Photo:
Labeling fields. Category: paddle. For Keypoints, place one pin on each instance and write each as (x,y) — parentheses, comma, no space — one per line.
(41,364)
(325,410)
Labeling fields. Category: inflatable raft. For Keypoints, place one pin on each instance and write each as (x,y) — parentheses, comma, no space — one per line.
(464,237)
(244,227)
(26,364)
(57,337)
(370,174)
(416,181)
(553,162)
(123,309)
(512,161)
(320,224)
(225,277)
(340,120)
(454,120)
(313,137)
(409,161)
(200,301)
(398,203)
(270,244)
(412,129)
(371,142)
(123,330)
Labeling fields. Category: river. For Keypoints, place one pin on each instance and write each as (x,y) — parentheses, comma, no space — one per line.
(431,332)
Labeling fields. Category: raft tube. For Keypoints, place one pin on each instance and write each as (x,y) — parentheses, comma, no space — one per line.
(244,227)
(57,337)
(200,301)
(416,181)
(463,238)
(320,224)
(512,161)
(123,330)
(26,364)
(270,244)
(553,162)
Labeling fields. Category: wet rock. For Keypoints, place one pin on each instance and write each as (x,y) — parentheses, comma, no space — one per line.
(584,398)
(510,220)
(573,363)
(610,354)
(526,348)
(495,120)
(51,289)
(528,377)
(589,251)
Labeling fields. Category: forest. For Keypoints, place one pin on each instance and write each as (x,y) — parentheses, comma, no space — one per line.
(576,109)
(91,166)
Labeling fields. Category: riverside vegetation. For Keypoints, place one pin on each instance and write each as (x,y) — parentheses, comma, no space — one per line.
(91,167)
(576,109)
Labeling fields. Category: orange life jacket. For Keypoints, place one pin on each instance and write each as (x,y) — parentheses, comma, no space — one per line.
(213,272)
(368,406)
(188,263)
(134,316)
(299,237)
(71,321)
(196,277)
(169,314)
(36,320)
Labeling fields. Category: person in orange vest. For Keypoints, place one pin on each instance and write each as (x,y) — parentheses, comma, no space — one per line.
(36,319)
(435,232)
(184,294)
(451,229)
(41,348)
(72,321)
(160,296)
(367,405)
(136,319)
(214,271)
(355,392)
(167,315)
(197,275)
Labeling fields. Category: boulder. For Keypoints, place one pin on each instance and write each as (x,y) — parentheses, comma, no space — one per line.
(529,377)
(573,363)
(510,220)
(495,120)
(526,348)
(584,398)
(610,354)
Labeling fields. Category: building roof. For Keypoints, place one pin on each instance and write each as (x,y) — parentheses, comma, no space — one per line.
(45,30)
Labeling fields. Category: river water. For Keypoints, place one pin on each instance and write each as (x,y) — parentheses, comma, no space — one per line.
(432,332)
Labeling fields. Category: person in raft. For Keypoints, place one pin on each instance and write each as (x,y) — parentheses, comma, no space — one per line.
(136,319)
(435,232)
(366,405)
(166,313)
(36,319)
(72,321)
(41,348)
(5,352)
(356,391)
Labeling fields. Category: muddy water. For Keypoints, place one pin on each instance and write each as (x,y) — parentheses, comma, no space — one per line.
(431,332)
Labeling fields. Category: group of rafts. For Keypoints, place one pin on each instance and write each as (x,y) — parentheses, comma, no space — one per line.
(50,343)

• _WORK ITEM_: Copy out the material above in full so that every line matches the original.

• _EXERCISE ANSWER_:
Photo:
Labeling fields. Category: paddle. For Keypoints, place one pin on each instance and write each as (x,y) — parentheses, comma, no space — one per line.
(41,364)
(325,410)
Labeling fields. Category: inflatable raft. For Keypoints, place one pin on each instance and write each as (x,y) — parentheses, comma, no space — one per line.
(464,237)
(244,227)
(26,364)
(57,337)
(370,174)
(416,181)
(553,162)
(123,309)
(512,161)
(320,224)
(225,277)
(340,120)
(454,120)
(313,137)
(409,161)
(200,301)
(398,203)
(270,244)
(412,129)
(371,142)
(123,330)
Labeling fields. Category: river. For Keypoints, place one pin on each instance and write each as (x,y) — parentheses, comma, no space — one per line.
(431,332)
Labeling fields. Category: raft tube. For Keypoints, place one pin on each instance and write each as (x,y) — parentheses, comma, no space — one per line.
(244,227)
(57,337)
(200,301)
(416,181)
(463,238)
(320,224)
(512,161)
(123,330)
(26,364)
(270,244)
(553,162)
Labeling fields. Category: wet rock. For Keypoints, place one pin on each instance and write each as (x,y) — parentheses, comma, no space — one per line.
(584,398)
(510,220)
(573,363)
(610,354)
(526,348)
(495,120)
(51,289)
(528,377)
(589,251)
Labeling fields. Category: forest. For Keypoints, place one pin on each instance and write each as (x,y) — parentheses, comma, no space — one per line.
(576,109)
(91,166)
Labeling fields. Category: riverside vegetation. For Keypoints, place one pin on each instance and write each as (x,y) — parentheses, comma, no space — one per line.
(91,167)
(576,109)
Labeling fields. Category: orange life jacket. For Keypoints, place one pin on each instance and write each as (x,y) — parentheses, comma, no space — one per line.
(213,272)
(368,406)
(188,263)
(134,316)
(299,237)
(71,321)
(196,277)
(169,314)
(36,320)
Labeling fields. Category: person in orange vest. For Keypoints, place one pin on each instance and write each as (x,y) — parentheses, comma, no space — one per line.
(36,319)
(435,232)
(184,294)
(451,229)
(41,348)
(72,321)
(160,296)
(367,405)
(136,319)
(214,271)
(355,392)
(167,315)
(197,275)
Labeling fields. Category: boulder. For Keypoints, place one pin on each instance and write each as (x,y) — parentheses, comma, no space — one per line.
(529,377)
(573,363)
(510,220)
(495,120)
(526,348)
(584,398)
(610,354)
Labeling fields. Category: building roof. For Keypoints, place one pin on each instance and write each as (x,y) — parentheses, comma, no space — one per line.
(45,30)
Labeling fields. Category: river water. For Keypoints, place one pin on each instance and write each as (x,y) — parentheses, comma, no space — one per line.
(432,332)
Labeling fields. Category: person in raft. For Keypoints, place one pin on each instance and write each as (x,y) — parentheses, comma, no space — one per line.
(136,319)
(435,232)
(366,405)
(166,313)
(36,319)
(72,321)
(41,348)
(5,352)
(356,391)
Labeling fields. Category: muddy water. For Keypoints, place one pin on each instance and write each as (x,y) — parentheses, comma, no space — one per line.
(431,332)
Labeling fields. Category: group of rafts. For Keypoints, place one pin on each instance and write each as (x,y) — parentheses, comma, no space — one per line.
(50,343)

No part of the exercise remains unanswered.